Segundo levantamento do PW, “o valor combinado de todos os ativos que esses homens têm sob seu controle é de pelo menos US$ 424 bilhões. Eles representam a inteligência privatizada, os interesses das criptomoedas, a indústria armamentista, as incorporadoras imobiliárias e outros setores impregnados de capital financeiro reacionário.”
A publicação registra que o patrono de Vance, Theil disse no final de junho que votaria em Trump com “uma arma na cabeça”, mas não contribuiria para sua campanha. “Mas agora, com seu protegido escolhido a dedo a uma eleição e, depois, a um batimento cardíaco da presidência, ele mudará de ideia e reabrirá seu talão de cheques?”, indaga o People’s World.
Vance aceitou oficialmente a nomeação para ser companheiro de chapa de Trump na Convenção Nacional Republicana, em discurso em que falou sobre sua criação e disse que o bilionário — e suas políticas — são a melhor opção para os Estados Unidos.
“De alguma forma, um incorporador imobiliário da cidade de Nova York, chamado Donald J. Trump, estava certo em todas essas questões, enquanto Biden estava errado”, disse o senador e especulador Vance. “Joe Biden estragou tudo e minha comunidade pagou o preço”, acrescentou.

TAREFAS OBRIGATÓRIAS
**1)** No trecho sobre Vance e Trump, qual é o valor combinado dos ativos sob controle desses homens, segundo o levantamento do PW?
**2)** Copie do trecho sobre Vance e Trump a passagem que começa em "A publicação registra" e segue até "os Estados Unidos.".
**3)** Reescreva de forma mais breve o parágrafo do trecho sobre Vance e Trump que começa com "Vance aceitou oficialmente", mantendo seus fatos principais.

ITENS DO CONJUNTO
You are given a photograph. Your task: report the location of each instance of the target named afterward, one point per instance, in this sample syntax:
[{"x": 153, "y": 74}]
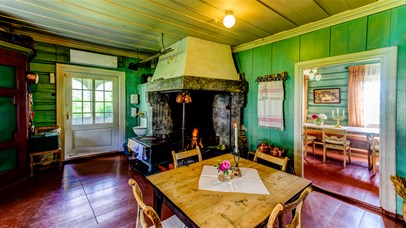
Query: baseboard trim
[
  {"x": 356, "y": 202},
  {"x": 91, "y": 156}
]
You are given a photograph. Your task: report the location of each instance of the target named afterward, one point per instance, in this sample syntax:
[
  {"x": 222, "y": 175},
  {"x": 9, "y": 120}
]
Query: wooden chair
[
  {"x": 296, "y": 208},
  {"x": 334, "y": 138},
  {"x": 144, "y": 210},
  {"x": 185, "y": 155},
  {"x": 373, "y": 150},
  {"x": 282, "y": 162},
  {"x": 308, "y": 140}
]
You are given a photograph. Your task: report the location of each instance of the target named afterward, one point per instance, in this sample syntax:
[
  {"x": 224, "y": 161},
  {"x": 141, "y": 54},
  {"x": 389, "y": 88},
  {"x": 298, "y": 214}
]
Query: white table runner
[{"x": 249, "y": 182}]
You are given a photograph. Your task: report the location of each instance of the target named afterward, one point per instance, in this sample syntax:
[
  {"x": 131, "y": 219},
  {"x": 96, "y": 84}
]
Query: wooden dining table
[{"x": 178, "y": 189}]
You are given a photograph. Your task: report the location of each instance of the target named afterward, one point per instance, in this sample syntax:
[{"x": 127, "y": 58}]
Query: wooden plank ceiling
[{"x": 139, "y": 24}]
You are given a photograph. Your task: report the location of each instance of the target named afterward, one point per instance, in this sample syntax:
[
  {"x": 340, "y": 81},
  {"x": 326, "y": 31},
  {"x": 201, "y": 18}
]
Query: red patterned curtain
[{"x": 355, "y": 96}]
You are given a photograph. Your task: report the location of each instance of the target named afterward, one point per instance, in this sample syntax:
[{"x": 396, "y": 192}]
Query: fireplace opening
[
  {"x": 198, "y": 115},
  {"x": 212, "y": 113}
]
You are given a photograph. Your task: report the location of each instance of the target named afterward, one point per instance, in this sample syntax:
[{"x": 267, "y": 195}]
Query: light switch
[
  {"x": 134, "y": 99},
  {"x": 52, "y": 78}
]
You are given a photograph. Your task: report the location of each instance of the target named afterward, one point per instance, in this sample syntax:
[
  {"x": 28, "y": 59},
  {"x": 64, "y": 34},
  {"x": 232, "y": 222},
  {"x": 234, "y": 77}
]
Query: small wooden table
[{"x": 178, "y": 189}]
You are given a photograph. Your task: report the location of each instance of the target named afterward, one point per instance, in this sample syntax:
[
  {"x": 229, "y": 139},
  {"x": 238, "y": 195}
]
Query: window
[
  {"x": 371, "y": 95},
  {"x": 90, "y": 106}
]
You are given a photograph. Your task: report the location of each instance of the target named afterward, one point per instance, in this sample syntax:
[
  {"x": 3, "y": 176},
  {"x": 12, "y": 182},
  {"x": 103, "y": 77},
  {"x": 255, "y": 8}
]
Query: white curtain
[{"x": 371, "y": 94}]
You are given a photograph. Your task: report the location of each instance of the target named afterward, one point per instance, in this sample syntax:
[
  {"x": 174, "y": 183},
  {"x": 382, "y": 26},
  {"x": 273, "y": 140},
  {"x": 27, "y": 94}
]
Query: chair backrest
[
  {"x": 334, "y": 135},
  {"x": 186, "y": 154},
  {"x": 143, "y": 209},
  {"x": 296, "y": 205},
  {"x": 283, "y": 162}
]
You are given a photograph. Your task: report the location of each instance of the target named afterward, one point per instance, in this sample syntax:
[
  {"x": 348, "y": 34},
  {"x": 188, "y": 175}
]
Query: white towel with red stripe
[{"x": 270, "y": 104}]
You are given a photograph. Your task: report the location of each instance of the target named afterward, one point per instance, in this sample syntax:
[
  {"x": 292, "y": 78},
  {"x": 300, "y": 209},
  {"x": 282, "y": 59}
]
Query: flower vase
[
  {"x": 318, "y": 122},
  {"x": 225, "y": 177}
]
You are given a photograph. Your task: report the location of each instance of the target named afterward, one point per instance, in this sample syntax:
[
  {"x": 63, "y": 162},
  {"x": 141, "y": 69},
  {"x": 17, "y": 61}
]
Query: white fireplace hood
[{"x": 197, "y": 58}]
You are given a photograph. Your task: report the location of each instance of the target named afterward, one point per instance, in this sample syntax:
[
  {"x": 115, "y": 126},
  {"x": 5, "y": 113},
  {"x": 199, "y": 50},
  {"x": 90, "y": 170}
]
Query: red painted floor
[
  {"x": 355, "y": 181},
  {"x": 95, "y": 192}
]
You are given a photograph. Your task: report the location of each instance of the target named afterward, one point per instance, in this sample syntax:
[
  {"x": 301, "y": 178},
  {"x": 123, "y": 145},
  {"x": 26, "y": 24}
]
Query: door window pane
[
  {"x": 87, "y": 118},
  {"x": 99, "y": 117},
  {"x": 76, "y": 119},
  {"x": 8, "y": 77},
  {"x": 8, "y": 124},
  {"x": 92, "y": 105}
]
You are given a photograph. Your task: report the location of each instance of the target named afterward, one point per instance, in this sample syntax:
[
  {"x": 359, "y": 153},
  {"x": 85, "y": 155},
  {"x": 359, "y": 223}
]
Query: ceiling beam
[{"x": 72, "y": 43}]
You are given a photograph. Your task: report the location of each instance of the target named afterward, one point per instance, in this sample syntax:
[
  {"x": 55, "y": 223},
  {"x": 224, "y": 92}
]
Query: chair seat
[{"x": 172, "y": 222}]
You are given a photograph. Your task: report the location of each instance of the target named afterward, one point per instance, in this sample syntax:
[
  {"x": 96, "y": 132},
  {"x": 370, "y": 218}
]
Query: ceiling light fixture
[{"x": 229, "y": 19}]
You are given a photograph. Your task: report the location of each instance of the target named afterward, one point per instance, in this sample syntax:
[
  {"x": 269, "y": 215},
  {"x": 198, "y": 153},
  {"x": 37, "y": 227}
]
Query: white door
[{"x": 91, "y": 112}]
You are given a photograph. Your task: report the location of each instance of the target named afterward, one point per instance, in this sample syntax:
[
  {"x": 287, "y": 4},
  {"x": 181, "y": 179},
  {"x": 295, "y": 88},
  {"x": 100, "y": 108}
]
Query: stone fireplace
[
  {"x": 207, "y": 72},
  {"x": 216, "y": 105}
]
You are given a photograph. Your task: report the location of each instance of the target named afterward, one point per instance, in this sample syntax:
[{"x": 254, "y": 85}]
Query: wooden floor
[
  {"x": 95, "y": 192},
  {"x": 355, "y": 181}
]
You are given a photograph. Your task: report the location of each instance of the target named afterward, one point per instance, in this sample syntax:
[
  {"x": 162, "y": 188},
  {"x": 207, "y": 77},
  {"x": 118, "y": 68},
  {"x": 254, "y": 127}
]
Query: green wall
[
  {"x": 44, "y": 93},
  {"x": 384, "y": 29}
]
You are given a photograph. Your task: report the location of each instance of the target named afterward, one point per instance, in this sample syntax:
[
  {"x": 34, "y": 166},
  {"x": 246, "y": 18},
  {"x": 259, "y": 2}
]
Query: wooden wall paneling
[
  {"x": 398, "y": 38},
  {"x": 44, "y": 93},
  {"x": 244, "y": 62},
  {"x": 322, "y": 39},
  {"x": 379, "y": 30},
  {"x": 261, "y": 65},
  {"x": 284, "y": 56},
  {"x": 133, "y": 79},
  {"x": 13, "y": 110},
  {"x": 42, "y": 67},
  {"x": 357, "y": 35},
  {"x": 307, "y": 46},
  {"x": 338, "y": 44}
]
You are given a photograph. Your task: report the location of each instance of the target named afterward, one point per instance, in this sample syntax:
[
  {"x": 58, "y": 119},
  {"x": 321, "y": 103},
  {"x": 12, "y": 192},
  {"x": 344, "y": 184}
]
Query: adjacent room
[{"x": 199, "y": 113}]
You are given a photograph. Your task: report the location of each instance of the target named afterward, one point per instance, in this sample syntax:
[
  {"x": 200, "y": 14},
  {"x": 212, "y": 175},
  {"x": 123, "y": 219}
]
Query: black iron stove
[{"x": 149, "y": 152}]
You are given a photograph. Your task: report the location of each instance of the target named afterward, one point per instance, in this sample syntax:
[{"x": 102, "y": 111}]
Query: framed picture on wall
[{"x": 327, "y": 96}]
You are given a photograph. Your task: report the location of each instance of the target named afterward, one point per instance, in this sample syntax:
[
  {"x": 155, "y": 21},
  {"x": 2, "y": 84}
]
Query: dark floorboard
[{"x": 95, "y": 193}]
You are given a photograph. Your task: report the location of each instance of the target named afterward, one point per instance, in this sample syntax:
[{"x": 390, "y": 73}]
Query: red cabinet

RESPOSTAS DO EXERCÍCIO
**1)** Pelo menos US$ 424 bilhões.

**2)**
A publicação registra que o patrono de Vance, Theil disse no final de junho que votaria em Trump com “uma arma na cabeça”, mas não contribuiria para sua campanha. “Mas agora, com seu protegido escolhido a dedo a uma eleição e, depois, a um batimento cardíaco da presidência, ele mudará de ideia e reabrirá seu talão de cheques?”, indaga o People’s World.
Vance aceitou oficialmente a nomeação para ser companheiro de chapa de Trump na Convenção Nacional Republicana, em discurso em que falou sobre sua criação e disse que o bilionário — e suas políticas — são a melhor opção para os Estados Unidos.

**3)** Na Convenção Nacional Republicana, Vance aceitou oficialmente a nomeação como companheiro de chapa de Trump. No discurso, falou de sua criação e afirmou que Trump e suas políticas são a melhor opção para os Estados Unidos.